* Exercise details
Copy everything from the line containing "the castle keep." down to the end of the records below, both included and requests kept unchanged, scaling each x and y coordinate in the answers by 0.3. Round the scaled coordinates to whole numbers, with halves rounded up.

....

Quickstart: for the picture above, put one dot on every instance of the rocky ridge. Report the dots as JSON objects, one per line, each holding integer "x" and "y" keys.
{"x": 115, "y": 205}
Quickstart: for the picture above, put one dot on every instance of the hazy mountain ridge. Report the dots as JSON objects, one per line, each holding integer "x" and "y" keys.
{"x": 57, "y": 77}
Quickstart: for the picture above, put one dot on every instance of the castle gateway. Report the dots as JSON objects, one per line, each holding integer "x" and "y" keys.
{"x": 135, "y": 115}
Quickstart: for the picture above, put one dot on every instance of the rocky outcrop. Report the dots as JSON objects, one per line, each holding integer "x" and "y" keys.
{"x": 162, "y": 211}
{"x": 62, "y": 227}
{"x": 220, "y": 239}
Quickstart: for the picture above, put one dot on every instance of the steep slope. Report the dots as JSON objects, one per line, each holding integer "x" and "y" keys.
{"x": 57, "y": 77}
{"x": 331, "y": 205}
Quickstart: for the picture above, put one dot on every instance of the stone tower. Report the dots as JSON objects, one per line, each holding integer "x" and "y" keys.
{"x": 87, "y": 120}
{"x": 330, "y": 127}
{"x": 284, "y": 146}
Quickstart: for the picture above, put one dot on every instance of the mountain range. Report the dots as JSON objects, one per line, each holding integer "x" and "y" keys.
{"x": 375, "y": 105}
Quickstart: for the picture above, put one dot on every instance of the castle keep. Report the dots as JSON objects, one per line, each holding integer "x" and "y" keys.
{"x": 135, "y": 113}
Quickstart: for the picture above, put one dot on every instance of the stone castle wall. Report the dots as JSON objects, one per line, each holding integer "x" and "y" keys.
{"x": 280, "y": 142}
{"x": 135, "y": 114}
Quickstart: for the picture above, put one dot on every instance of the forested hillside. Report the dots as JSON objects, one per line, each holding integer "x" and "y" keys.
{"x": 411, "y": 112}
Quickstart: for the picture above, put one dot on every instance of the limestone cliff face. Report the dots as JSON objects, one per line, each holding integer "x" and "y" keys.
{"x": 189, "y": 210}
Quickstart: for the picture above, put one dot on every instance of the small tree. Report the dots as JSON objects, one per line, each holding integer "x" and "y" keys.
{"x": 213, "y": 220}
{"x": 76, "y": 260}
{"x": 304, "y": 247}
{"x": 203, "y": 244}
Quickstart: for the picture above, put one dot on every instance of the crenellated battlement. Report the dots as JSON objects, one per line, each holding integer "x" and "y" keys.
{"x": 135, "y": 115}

....

* Solution for this problem
Quickstart: for the picture above, put one dot on every instance of the castle keep. Report the dots as JSON objects, one per line, each holding integer "x" and "y" keys.
{"x": 41, "y": 34}
Quickstart: for the picture above, put one dot on every instance of the stone castle wall. Report the dots as JSON objects, one per line, each holding integer "x" and "y" keys.
{"x": 84, "y": 43}
{"x": 41, "y": 34}
Quickstart: for the picture above, put one dot on every instance of the forested hillside. Report the dots as JSON objects, one per line, each holding integer "x" and "y" keys.
{"x": 123, "y": 34}
Quickstart: for the picture above, put one dot on every instance of the limestone cliff face. Report the dots as JSON objects, one per line, each holding integer "x" and "y" keys.
{"x": 57, "y": 63}
Quickstart: for the picture above, put one dot on every instance of the small tree. Report the dots as JSON objects, one per line, each holding integer "x" and "y" keys.
{"x": 64, "y": 66}
{"x": 23, "y": 78}
{"x": 91, "y": 74}
{"x": 61, "y": 73}
Quickstart: for the picture above, put one dot on every instance of the crenellated battlement. Report the dots as JSON objects, one per line, each holding integer "x" and "y" keys.
{"x": 41, "y": 35}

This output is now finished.